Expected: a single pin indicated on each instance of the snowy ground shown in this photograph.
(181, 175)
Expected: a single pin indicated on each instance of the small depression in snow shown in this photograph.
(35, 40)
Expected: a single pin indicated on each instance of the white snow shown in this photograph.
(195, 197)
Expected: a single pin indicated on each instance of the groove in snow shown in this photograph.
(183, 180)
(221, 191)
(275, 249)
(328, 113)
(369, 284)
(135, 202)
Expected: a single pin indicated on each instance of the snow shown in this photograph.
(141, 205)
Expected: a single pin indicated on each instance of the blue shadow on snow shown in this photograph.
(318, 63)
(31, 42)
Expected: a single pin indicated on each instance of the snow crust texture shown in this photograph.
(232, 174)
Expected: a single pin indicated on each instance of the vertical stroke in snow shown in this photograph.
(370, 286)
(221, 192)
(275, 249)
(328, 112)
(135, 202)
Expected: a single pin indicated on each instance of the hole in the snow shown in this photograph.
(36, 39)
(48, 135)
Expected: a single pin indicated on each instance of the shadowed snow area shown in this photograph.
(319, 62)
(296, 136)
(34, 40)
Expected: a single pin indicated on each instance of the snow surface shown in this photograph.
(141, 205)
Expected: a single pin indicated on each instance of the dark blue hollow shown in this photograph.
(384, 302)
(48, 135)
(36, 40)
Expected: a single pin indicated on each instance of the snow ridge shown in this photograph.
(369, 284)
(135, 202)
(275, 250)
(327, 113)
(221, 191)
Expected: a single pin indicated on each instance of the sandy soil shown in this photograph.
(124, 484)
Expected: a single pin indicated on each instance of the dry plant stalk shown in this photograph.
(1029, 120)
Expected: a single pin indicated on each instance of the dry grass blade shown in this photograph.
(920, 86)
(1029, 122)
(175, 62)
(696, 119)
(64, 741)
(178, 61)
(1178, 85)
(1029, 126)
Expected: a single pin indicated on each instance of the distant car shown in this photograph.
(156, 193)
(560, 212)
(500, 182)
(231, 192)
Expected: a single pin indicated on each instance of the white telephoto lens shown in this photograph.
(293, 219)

:::::

**Given instruction**
Copy out the records word for word, from the line containing "stalk shown in this photograph." through the end of the records.

**Exercise output**
Expected: a single pin indicated on each instance of the dry plant stalk shown in this photograph.
(1029, 120)
Expected: a single pin indicated on each instance of the dry grass blade shown in this photograph.
(920, 86)
(1029, 122)
(175, 62)
(696, 119)
(64, 741)
(178, 61)
(1178, 85)
(1029, 126)
Expected: a single pin indicated on each instance of the distant car shown in this photograph.
(156, 193)
(560, 212)
(500, 182)
(231, 192)
Expected: a single pin indicated on each instance of the white telephoto lens shown in this photograph.
(293, 219)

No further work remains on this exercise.